[Given request] Print the material below word for word, keeping every line as it appears.

Extracted records
###

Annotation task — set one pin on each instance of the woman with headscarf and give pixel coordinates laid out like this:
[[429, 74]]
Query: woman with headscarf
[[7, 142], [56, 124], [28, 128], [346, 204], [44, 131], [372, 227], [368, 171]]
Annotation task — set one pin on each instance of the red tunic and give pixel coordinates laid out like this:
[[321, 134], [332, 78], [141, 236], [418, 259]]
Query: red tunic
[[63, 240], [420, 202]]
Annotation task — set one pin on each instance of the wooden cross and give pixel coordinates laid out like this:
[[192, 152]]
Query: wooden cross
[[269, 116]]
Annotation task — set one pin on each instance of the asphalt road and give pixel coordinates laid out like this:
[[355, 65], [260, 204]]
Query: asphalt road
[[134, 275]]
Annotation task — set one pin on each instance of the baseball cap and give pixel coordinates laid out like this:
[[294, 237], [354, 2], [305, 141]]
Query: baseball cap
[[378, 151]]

###

[Right answer]
Annotation task — set one pin on each instance of the woman with headscarf and give pixel coordinates laid out like this:
[[429, 74]]
Query: woman with headscarf
[[7, 142], [56, 124], [28, 128], [346, 204], [44, 131], [372, 227], [368, 171]]
Annotation task — set one pin on each instance of the red tunic and give pixel coordinates laid out like this:
[[321, 134], [332, 78], [141, 236], [418, 259]]
Query: red tunic
[[63, 240], [420, 202]]
Annotation task — set one pin on each instance of the wooden cross and give pixel coordinates laid out like this:
[[192, 152]]
Query: wooden cross
[[269, 116]]
Annotation task — set one pin on each instance of the asphalt road and give pixel coordinates laid out like this:
[[355, 65], [260, 204]]
Query: asphalt road
[[134, 275]]
Annotation task — set one pin on each instance of the baseball cap and give pixel coordinates laid out like this:
[[294, 237], [354, 2], [305, 141]]
Query: baseball cap
[[378, 151]]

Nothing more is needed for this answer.